=== Exercise data ===

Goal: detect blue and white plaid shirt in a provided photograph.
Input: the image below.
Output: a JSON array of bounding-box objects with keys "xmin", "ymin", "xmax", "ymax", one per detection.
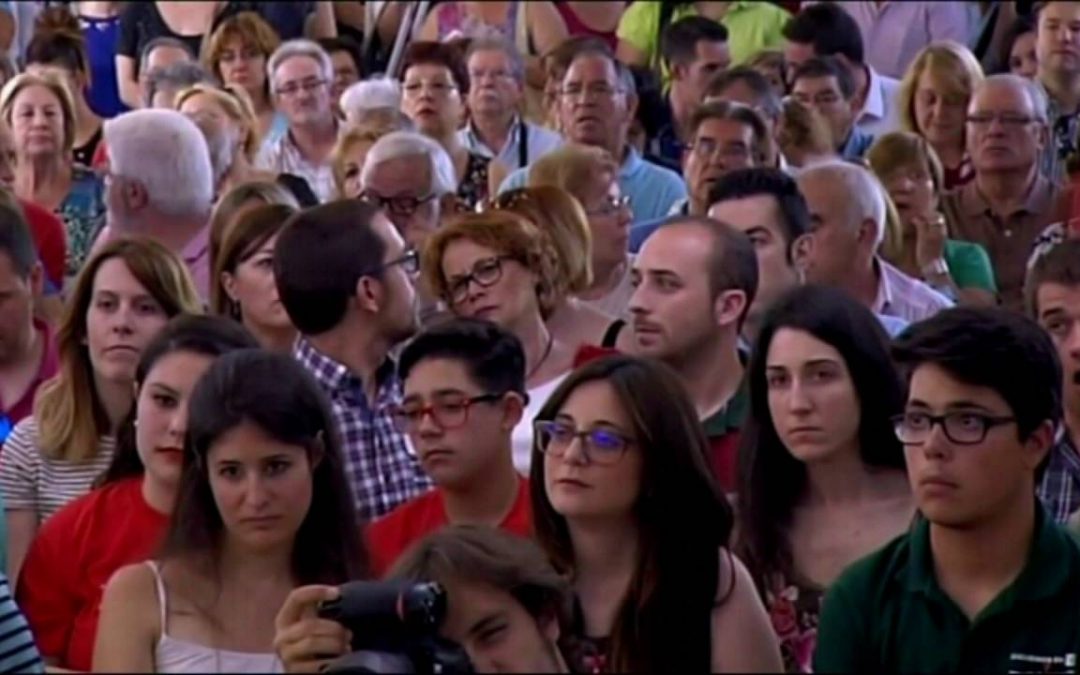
[
  {"xmin": 294, "ymin": 337, "xmax": 432, "ymax": 521},
  {"xmin": 1037, "ymin": 429, "xmax": 1080, "ymax": 525}
]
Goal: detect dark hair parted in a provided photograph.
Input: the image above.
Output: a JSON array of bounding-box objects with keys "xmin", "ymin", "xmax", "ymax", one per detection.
[
  {"xmin": 274, "ymin": 199, "xmax": 387, "ymax": 336},
  {"xmin": 26, "ymin": 7, "xmax": 89, "ymax": 76},
  {"xmin": 707, "ymin": 167, "xmax": 810, "ymax": 263},
  {"xmin": 735, "ymin": 285, "xmax": 905, "ymax": 596},
  {"xmin": 687, "ymin": 99, "xmax": 770, "ymax": 164},
  {"xmin": 399, "ymin": 318, "xmax": 526, "ymax": 396},
  {"xmin": 211, "ymin": 203, "xmax": 296, "ymax": 318},
  {"xmin": 98, "ymin": 315, "xmax": 259, "ymax": 486},
  {"xmin": 389, "ymin": 525, "xmax": 570, "ymax": 626},
  {"xmin": 705, "ymin": 66, "xmax": 783, "ymax": 120},
  {"xmin": 892, "ymin": 306, "xmax": 1062, "ymax": 441},
  {"xmin": 792, "ymin": 55, "xmax": 856, "ymax": 100},
  {"xmin": 530, "ymin": 355, "xmax": 733, "ymax": 673},
  {"xmin": 1026, "ymin": 239, "xmax": 1080, "ymax": 318},
  {"xmin": 660, "ymin": 15, "xmax": 729, "ymax": 68},
  {"xmin": 782, "ymin": 3, "xmax": 865, "ymax": 65},
  {"xmin": 318, "ymin": 35, "xmax": 364, "ymax": 77},
  {"xmin": 163, "ymin": 349, "xmax": 367, "ymax": 584},
  {"xmin": 402, "ymin": 40, "xmax": 470, "ymax": 93},
  {"xmin": 0, "ymin": 200, "xmax": 37, "ymax": 278}
]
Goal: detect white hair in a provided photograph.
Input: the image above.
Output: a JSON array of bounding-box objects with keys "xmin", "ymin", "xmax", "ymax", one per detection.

===

- Your assignment
Repeat only the lines between the start of the data and the line with "Goal: detect white", including those two lines, and skip the pictures.

- Problem solution
Goal: detect blue and white plaid shirt in a provided photograph.
Input: the image below.
Output: a JSON array of bounding-box objects with keys "xmin", "ymin", "xmax", "ymax", one per detection.
[
  {"xmin": 294, "ymin": 337, "xmax": 432, "ymax": 521},
  {"xmin": 1037, "ymin": 429, "xmax": 1080, "ymax": 525}
]
Goal: detect dark hair parted in a provided photograph.
Input: the image above.
Output: a JSON array of bounding-box objects with keys "xmin", "ymin", "xmax", "ymax", one per detection.
[
  {"xmin": 274, "ymin": 199, "xmax": 387, "ymax": 336},
  {"xmin": 26, "ymin": 7, "xmax": 89, "ymax": 76},
  {"xmin": 707, "ymin": 167, "xmax": 810, "ymax": 263},
  {"xmin": 735, "ymin": 285, "xmax": 905, "ymax": 596},
  {"xmin": 687, "ymin": 99, "xmax": 770, "ymax": 164},
  {"xmin": 399, "ymin": 318, "xmax": 526, "ymax": 396},
  {"xmin": 211, "ymin": 203, "xmax": 296, "ymax": 318},
  {"xmin": 98, "ymin": 315, "xmax": 259, "ymax": 486},
  {"xmin": 389, "ymin": 525, "xmax": 570, "ymax": 626},
  {"xmin": 705, "ymin": 66, "xmax": 783, "ymax": 120},
  {"xmin": 892, "ymin": 306, "xmax": 1062, "ymax": 441},
  {"xmin": 792, "ymin": 55, "xmax": 856, "ymax": 100},
  {"xmin": 530, "ymin": 355, "xmax": 733, "ymax": 673},
  {"xmin": 1026, "ymin": 239, "xmax": 1080, "ymax": 318},
  {"xmin": 660, "ymin": 15, "xmax": 729, "ymax": 68},
  {"xmin": 782, "ymin": 3, "xmax": 865, "ymax": 65},
  {"xmin": 318, "ymin": 35, "xmax": 364, "ymax": 77},
  {"xmin": 163, "ymin": 349, "xmax": 367, "ymax": 584},
  {"xmin": 402, "ymin": 40, "xmax": 470, "ymax": 93},
  {"xmin": 0, "ymin": 200, "xmax": 37, "ymax": 278}
]
Goal: detect white hair in a provided photograph.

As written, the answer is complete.